> **ПОСТАВЛЕННАЯ ЗАДАЧА 1**
Выберите из списка все строки со словом «chrome» и перепишите их.

> **ПРЕДОСТАВЛЕННЫЙ ОТРЫВОК**
---

Дмитрий Волчек: 30 июля в Германии в возрасте 83 лет умер режиссер Петер Цадек – “анархист, освободивший немецкий театр от всего идеологического и дидактического”. Слово берлинскому корреспонденту Свободы Юрию Векслеру.
Юрий Векслер: Цадек родился в Берлине в еврейской семье, и его родители вынуждены были в 1933 году эмигрировать в Англию, где Петер Цадек учился и поставил свой первый спектакль. В конце 50-х он появился в Германии и с начала 60-х стал ставить спектакли в Ульме и Бремене, где в то время работали также Райнер-Вернер Фасбиндер, Петер Штайн и Петер Палич. Тогда говорили даже о возникшем “бременском стиле”. По мнению критиков, постановки Цадека тех лет “Пробуждение весны” и “Разбойники” предвосхитили революционный дух 1968-го. Райнер-Вернер Фасбиндер играл в спектаклях Цадека в 1972-1973 годах в Бохуме, а сам Цадек сыграл небольшую роль режиссера в фильме Фасбиндера “Тоска Вероники Фосс”.

---

> **ПРЕДОСТАВЛЕННЫЕ МАТЕРИАЛЫ**
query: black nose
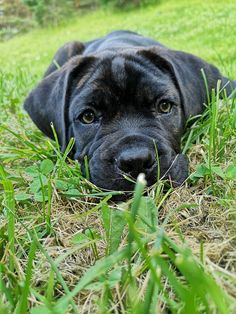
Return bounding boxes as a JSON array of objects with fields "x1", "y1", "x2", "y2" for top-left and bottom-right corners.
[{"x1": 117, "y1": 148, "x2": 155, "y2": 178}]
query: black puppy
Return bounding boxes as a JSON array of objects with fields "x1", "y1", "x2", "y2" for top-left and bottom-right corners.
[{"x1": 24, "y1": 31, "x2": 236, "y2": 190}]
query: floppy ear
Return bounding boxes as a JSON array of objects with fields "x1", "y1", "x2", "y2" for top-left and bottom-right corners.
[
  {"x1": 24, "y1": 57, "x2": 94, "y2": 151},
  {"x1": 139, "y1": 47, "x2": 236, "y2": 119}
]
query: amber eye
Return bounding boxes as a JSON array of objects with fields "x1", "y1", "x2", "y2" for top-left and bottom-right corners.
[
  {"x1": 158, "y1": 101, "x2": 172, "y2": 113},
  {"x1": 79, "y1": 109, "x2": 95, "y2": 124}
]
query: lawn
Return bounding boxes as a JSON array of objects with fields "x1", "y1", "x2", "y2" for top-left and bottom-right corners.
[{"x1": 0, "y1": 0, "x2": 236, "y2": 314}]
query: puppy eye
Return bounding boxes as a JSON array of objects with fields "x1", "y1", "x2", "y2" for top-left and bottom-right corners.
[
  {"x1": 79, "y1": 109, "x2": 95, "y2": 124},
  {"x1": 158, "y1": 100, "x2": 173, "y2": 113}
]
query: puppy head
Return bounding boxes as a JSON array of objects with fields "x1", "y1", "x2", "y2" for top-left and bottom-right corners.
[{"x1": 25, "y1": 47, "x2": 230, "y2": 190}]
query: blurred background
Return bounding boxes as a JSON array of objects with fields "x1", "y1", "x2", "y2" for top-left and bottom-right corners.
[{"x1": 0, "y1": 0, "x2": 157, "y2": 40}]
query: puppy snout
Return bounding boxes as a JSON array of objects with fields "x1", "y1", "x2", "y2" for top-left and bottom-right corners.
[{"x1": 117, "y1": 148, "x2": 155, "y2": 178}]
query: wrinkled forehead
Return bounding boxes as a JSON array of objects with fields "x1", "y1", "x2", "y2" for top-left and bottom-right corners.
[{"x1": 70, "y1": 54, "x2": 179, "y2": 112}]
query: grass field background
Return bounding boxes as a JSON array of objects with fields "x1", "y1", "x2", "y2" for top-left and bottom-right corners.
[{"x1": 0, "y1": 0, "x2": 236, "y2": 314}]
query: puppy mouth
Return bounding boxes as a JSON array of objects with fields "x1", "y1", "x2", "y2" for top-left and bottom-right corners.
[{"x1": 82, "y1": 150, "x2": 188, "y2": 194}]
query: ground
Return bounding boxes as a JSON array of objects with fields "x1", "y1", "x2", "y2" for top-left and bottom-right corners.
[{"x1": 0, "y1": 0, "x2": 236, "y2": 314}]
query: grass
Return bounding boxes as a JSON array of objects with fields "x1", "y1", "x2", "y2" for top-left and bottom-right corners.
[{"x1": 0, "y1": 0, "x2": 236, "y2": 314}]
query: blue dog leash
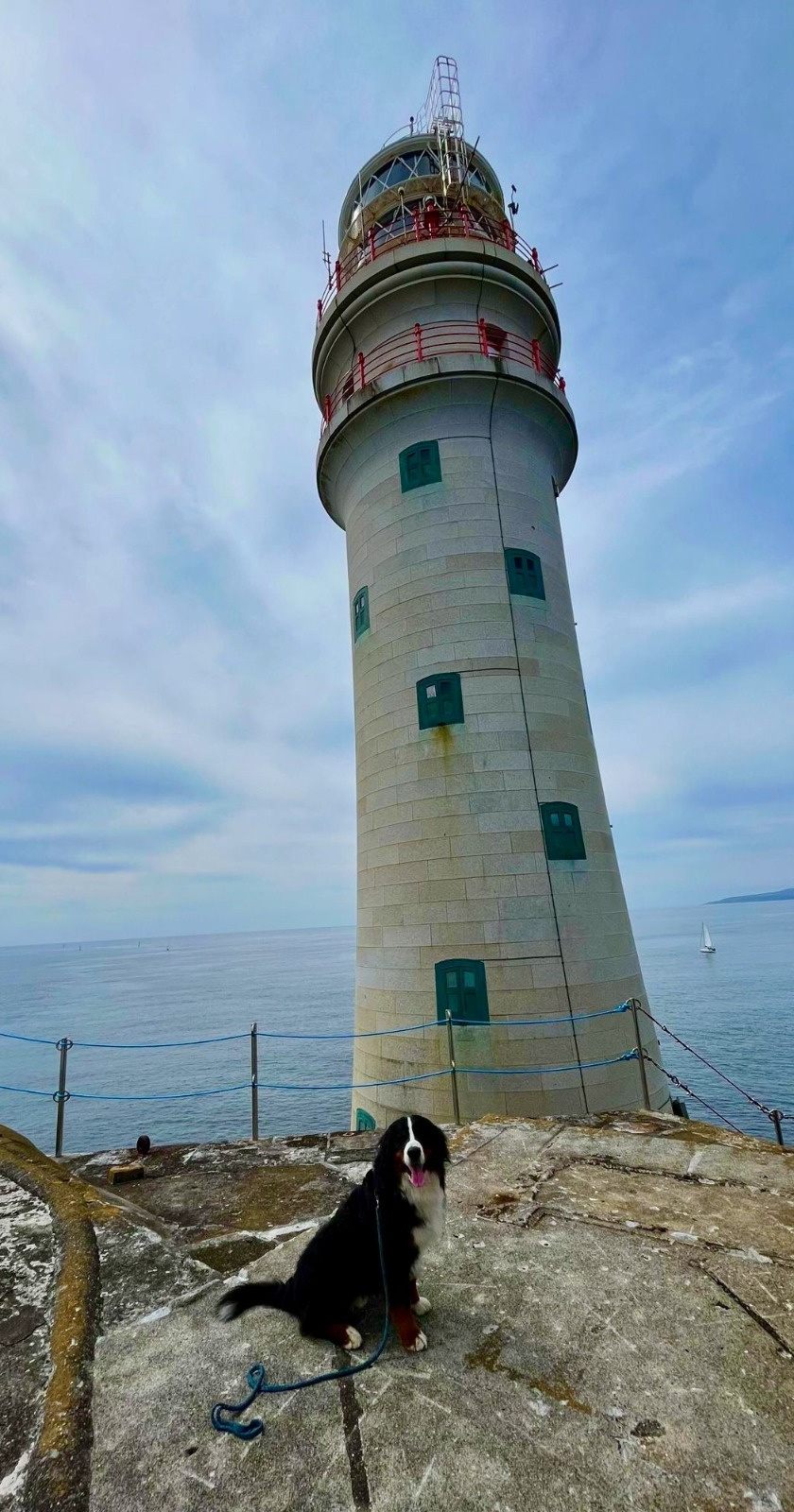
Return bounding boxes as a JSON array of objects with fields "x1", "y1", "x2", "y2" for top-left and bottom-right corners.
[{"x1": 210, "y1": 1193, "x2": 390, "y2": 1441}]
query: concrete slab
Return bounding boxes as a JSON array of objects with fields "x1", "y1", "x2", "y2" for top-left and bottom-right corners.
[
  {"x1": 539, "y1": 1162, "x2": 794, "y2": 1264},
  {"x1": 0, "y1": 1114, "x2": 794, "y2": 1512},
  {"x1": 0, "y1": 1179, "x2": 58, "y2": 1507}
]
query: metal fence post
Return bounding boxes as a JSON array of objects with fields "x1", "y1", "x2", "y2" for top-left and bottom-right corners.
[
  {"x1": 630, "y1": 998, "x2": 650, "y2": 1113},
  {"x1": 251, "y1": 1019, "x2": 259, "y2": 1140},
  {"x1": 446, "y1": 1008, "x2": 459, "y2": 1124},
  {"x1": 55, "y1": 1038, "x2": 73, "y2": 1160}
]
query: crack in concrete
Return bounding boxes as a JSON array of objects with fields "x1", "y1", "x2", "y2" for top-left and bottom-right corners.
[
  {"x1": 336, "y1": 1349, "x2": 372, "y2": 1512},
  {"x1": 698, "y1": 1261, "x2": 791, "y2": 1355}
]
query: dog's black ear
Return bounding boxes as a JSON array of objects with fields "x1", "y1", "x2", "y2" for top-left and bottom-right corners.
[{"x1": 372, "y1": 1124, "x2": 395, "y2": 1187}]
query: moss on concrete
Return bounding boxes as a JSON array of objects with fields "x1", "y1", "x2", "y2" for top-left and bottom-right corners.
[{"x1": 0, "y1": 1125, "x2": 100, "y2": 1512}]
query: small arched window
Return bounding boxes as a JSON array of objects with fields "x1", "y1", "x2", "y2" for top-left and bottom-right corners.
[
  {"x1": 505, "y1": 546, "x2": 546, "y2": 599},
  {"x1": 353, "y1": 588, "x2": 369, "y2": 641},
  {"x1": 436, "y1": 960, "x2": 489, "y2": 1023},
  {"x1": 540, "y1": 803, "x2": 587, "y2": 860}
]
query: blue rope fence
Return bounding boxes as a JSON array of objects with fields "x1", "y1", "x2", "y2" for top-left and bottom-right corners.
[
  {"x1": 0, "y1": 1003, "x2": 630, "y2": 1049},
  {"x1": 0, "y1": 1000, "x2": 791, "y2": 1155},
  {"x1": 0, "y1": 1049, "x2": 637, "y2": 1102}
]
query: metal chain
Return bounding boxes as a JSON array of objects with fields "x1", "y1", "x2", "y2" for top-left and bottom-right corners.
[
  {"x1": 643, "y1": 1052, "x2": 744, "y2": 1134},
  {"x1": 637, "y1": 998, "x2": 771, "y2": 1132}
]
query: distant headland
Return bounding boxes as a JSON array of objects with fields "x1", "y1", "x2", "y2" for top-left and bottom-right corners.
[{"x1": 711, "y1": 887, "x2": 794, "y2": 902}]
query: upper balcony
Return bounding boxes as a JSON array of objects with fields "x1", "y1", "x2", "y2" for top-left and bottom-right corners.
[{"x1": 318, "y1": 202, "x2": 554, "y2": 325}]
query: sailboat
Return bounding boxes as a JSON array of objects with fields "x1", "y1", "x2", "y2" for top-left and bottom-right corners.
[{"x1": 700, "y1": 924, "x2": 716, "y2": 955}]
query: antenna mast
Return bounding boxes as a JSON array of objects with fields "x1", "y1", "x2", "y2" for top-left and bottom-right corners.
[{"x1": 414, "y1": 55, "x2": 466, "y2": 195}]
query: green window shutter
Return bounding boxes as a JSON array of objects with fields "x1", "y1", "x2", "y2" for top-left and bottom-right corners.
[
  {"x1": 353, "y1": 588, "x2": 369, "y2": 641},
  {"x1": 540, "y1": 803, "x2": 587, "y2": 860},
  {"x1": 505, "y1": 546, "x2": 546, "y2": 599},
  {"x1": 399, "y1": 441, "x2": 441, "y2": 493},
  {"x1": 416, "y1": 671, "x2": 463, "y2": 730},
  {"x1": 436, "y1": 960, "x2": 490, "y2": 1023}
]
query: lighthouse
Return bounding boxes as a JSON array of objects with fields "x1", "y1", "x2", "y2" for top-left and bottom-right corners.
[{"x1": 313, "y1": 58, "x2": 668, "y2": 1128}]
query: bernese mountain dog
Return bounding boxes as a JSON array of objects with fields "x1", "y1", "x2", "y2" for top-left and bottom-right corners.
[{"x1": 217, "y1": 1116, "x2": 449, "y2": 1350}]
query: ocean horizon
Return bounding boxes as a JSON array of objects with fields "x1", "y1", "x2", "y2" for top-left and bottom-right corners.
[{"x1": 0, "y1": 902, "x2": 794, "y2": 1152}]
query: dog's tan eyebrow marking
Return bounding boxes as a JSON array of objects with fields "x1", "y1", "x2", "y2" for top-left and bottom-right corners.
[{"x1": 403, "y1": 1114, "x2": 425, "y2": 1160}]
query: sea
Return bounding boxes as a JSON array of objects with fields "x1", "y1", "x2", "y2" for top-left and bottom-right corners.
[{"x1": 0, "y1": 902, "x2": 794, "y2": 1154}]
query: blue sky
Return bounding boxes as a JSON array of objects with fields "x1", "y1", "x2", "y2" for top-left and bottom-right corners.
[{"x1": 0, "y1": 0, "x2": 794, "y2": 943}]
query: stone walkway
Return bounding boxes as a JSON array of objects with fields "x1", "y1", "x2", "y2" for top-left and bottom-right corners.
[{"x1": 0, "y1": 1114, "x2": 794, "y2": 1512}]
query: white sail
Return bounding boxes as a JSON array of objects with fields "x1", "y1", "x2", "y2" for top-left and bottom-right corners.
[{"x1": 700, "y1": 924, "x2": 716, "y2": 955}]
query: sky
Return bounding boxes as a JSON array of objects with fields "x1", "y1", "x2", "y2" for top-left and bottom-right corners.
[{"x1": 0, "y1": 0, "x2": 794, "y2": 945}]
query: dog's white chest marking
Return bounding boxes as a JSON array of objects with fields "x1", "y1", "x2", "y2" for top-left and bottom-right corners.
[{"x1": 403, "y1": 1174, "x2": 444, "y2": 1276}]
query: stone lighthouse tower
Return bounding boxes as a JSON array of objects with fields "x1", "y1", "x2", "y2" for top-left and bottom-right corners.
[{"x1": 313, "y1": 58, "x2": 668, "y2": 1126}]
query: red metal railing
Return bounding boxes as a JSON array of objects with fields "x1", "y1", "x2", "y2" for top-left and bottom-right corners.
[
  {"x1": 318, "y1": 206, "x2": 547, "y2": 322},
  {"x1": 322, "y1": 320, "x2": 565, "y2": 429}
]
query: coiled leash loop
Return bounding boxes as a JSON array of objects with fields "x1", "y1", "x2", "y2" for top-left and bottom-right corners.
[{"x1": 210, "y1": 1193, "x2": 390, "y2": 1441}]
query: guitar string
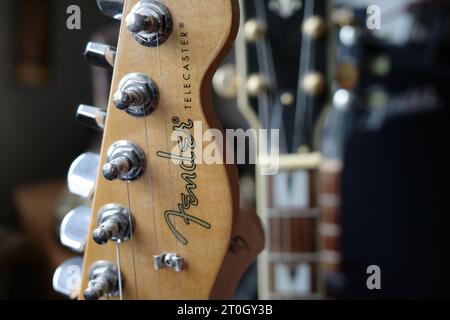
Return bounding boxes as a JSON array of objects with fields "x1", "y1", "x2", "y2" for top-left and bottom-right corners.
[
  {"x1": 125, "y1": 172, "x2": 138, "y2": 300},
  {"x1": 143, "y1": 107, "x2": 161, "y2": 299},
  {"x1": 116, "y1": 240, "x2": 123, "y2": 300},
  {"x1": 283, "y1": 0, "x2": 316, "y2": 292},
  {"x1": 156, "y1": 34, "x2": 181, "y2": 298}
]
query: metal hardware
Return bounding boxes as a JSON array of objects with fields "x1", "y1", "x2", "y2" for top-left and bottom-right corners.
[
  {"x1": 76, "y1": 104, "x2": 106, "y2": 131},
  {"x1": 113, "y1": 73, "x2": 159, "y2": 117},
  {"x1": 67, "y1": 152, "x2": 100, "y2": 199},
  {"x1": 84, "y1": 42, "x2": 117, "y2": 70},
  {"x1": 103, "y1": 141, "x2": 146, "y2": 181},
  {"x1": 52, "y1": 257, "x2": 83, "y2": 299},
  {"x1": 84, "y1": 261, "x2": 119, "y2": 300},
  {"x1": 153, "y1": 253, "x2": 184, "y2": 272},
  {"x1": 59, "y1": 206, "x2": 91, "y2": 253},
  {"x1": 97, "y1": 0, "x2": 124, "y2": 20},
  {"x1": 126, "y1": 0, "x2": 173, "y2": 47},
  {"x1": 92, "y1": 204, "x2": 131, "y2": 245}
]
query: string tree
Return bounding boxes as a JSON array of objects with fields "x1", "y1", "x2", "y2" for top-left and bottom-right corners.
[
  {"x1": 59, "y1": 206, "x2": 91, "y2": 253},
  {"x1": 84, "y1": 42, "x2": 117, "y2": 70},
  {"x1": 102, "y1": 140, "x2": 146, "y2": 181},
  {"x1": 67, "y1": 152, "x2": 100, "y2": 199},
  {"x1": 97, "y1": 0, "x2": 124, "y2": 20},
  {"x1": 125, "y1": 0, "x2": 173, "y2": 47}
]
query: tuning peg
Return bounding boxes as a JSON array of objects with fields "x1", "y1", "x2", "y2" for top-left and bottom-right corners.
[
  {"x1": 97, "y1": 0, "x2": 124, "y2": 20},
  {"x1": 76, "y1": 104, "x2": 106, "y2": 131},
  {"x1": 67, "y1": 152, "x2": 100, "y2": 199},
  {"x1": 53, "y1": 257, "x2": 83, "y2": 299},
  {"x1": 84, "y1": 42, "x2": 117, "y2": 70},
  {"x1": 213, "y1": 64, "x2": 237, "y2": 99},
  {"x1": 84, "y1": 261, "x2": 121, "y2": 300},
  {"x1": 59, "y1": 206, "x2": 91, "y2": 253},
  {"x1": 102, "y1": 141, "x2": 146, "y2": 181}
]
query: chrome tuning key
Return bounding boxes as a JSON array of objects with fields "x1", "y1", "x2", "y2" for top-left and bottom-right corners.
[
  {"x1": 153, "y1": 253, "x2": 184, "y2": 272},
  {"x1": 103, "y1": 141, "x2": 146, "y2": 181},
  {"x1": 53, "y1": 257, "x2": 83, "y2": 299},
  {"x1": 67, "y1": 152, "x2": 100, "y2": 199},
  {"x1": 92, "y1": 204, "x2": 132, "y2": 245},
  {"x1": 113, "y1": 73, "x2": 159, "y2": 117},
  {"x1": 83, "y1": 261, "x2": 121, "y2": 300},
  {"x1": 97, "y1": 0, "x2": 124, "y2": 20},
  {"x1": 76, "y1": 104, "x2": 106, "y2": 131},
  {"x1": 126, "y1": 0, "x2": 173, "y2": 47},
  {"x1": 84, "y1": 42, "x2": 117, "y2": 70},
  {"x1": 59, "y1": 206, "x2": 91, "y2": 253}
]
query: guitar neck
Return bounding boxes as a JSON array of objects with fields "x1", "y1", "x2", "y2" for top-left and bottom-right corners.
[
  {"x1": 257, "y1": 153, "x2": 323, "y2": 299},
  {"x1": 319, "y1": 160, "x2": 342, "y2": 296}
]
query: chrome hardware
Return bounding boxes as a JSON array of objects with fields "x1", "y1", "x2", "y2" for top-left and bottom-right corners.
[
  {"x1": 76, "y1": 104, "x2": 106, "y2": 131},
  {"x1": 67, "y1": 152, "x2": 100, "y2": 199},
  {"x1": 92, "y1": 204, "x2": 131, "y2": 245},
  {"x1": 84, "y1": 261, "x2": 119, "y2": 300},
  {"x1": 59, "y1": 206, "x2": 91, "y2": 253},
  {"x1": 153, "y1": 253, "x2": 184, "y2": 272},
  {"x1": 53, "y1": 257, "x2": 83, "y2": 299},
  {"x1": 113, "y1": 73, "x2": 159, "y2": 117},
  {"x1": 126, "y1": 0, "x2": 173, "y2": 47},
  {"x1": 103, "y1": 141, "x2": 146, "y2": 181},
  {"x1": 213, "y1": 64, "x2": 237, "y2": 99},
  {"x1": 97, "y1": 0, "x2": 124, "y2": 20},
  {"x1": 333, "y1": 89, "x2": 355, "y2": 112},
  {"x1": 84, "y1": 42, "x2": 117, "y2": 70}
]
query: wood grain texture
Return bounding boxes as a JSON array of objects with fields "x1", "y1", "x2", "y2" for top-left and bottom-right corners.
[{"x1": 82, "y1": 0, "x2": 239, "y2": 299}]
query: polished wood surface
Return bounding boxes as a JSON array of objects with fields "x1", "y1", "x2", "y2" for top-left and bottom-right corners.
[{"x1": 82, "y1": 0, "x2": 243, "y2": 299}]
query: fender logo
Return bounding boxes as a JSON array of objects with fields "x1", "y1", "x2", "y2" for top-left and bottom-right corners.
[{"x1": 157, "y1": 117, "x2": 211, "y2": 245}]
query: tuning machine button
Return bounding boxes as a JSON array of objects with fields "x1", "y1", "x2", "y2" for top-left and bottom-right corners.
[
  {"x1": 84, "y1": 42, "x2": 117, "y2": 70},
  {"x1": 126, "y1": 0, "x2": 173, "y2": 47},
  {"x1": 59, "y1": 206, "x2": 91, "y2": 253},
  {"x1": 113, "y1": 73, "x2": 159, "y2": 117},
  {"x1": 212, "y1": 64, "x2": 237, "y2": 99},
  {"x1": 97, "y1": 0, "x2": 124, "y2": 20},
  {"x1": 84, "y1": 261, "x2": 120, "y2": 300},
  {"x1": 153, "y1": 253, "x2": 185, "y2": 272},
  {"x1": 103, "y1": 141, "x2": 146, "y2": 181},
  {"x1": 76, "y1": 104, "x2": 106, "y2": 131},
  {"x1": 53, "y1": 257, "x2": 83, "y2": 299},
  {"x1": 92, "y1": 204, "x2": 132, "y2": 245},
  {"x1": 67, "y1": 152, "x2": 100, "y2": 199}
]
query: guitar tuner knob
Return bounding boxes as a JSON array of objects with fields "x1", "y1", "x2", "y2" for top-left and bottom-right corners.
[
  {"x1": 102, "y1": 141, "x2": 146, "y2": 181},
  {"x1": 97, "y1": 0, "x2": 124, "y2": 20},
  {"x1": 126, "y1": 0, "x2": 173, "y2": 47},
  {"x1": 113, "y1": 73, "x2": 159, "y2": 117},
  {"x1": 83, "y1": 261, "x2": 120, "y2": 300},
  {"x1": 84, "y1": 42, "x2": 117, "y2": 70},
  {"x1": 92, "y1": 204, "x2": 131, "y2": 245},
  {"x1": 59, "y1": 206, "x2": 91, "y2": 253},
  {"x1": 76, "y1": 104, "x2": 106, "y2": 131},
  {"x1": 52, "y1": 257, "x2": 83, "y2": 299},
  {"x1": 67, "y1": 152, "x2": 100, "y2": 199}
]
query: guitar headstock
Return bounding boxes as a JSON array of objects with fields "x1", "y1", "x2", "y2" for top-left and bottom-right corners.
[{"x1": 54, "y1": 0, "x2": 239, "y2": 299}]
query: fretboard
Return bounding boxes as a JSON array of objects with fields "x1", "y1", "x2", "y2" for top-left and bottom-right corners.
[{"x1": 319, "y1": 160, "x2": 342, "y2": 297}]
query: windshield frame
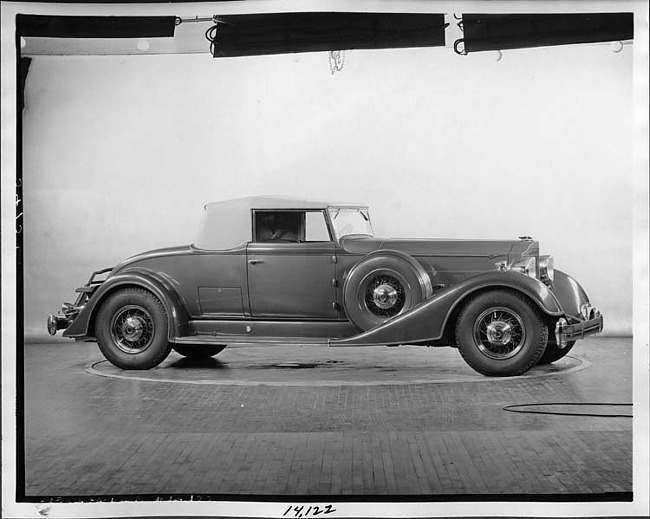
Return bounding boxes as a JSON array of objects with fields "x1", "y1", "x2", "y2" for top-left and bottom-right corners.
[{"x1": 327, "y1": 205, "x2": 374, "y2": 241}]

---

> **ПОСТАВЛЕННАЯ ЗАДАЧА 2**
Согласуются ли с отрывком следующие утверждения: (a) родители Цадека эмигрировали в Англию в 1933 году; (b) Цадек умер в возрасте 85 лет; (c) Фасбиндер играл в спектаклях Цадека в Бохуме? Для каждого ответьте «да» или «нет» и приведите точную цитату из отрывка, которая это решает.

> **РЕЗУЛЬТАТ ЗАДАНИЯ 1**
query: chrome tuning key
query: chrome hardware

> **РЕЗУЛЬТАТ ЗАДАНИЯ 2**
(a) Да: «его родители вынуждены были в 1933 году эмигрировать в Англию».
(b) Нет: «в возрасте 83 лет умер режиссер Петер Цадек».
(c) Да: «Райнер-Вернер Фасбиндер играл в спектаклях Цадека в 1972-1973 годах в Бохуме».